RECORDS PROVIDED section start

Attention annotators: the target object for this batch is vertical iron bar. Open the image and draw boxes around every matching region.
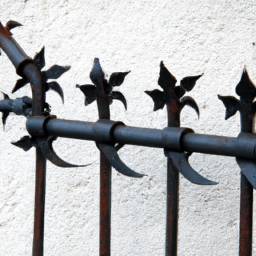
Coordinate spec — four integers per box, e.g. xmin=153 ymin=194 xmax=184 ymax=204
xmin=100 ymin=152 xmax=112 ymax=256
xmin=33 ymin=148 xmax=47 ymax=256
xmin=97 ymin=95 xmax=111 ymax=256
xmin=165 ymin=98 xmax=180 ymax=256
xmin=239 ymin=106 xmax=253 ymax=256
xmin=0 ymin=25 xmax=46 ymax=255
xmin=166 ymin=159 xmax=179 ymax=255
xmin=22 ymin=63 xmax=46 ymax=256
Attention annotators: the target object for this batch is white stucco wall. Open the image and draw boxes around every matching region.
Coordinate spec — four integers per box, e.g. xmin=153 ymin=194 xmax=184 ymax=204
xmin=1 ymin=0 xmax=256 ymax=255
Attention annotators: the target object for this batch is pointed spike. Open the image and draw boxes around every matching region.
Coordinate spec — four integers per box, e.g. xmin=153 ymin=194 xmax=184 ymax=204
xmin=33 ymin=46 xmax=45 ymax=70
xmin=12 ymin=78 xmax=29 ymax=93
xmin=76 ymin=84 xmax=96 ymax=105
xmin=158 ymin=61 xmax=177 ymax=90
xmin=218 ymin=95 xmax=240 ymax=120
xmin=109 ymin=71 xmax=130 ymax=87
xmin=2 ymin=111 xmax=9 ymax=130
xmin=1 ymin=92 xmax=10 ymax=130
xmin=145 ymin=89 xmax=165 ymax=111
xmin=11 ymin=136 xmax=33 ymax=151
xmin=180 ymin=74 xmax=203 ymax=92
xmin=45 ymin=65 xmax=71 ymax=80
xmin=89 ymin=58 xmax=105 ymax=89
xmin=236 ymin=68 xmax=256 ymax=102
xmin=2 ymin=92 xmax=10 ymax=100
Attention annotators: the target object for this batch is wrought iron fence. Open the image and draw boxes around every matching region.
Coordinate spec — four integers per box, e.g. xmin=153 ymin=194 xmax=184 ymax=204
xmin=0 ymin=20 xmax=255 ymax=256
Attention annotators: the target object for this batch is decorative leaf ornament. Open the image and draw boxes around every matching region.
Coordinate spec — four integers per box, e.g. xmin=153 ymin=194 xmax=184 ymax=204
xmin=76 ymin=58 xmax=130 ymax=110
xmin=218 ymin=68 xmax=256 ymax=120
xmin=12 ymin=47 xmax=70 ymax=103
xmin=145 ymin=61 xmax=202 ymax=118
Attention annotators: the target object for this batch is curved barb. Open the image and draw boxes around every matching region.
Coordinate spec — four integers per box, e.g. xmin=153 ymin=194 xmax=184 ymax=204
xmin=98 ymin=143 xmax=144 ymax=178
xmin=166 ymin=151 xmax=217 ymax=185
xmin=5 ymin=20 xmax=22 ymax=33
xmin=0 ymin=20 xmax=22 ymax=55
xmin=12 ymin=135 xmax=89 ymax=168
xmin=38 ymin=136 xmax=89 ymax=168
xmin=109 ymin=91 xmax=127 ymax=110
xmin=180 ymin=96 xmax=200 ymax=118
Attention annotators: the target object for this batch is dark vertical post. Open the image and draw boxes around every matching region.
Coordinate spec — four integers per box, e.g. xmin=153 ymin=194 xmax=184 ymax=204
xmin=22 ymin=63 xmax=46 ymax=256
xmin=165 ymin=98 xmax=180 ymax=256
xmin=97 ymin=95 xmax=111 ymax=256
xmin=239 ymin=106 xmax=253 ymax=256
xmin=166 ymin=159 xmax=179 ymax=255
xmin=33 ymin=148 xmax=47 ymax=256
xmin=0 ymin=24 xmax=46 ymax=255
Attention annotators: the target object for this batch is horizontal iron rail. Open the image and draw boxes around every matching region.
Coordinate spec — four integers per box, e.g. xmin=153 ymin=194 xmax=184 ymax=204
xmin=26 ymin=117 xmax=256 ymax=159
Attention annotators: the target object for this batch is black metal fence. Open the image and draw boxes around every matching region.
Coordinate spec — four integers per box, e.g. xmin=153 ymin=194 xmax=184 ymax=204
xmin=0 ymin=21 xmax=255 ymax=256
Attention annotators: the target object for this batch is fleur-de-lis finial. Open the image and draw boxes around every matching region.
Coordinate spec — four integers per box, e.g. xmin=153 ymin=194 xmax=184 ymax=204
xmin=145 ymin=61 xmax=202 ymax=124
xmin=12 ymin=47 xmax=70 ymax=103
xmin=76 ymin=58 xmax=130 ymax=109
xmin=218 ymin=68 xmax=256 ymax=120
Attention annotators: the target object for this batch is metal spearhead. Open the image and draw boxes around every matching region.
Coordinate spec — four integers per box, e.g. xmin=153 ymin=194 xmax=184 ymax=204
xmin=219 ymin=68 xmax=256 ymax=189
xmin=77 ymin=58 xmax=129 ymax=109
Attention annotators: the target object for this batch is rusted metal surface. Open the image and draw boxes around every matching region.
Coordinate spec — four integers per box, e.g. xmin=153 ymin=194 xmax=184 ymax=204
xmin=218 ymin=68 xmax=256 ymax=256
xmin=13 ymin=47 xmax=69 ymax=103
xmin=145 ymin=61 xmax=216 ymax=256
xmin=0 ymin=21 xmax=70 ymax=256
xmin=33 ymin=148 xmax=46 ymax=256
xmin=76 ymin=58 xmax=142 ymax=255
xmin=1 ymin=21 xmax=256 ymax=256
xmin=0 ymin=22 xmax=45 ymax=256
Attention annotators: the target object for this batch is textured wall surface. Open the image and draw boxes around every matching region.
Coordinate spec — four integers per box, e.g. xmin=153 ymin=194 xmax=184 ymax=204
xmin=0 ymin=0 xmax=256 ymax=255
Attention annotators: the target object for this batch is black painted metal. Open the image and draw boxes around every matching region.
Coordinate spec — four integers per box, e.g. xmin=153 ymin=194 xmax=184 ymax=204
xmin=1 ymin=20 xmax=256 ymax=256
xmin=25 ymin=117 xmax=256 ymax=160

RECORDS PROVIDED section end

ACTIVITY: Pick out each line in the material containing "fence".

TASK OUTPUT:
Attention annotators: the target object for this batch is wrought iron fence. Open the image and draw boxes around every matching region.
Attention annotators: the target object for this batch is black metal fence. Open the image and draw boxes around every matching region.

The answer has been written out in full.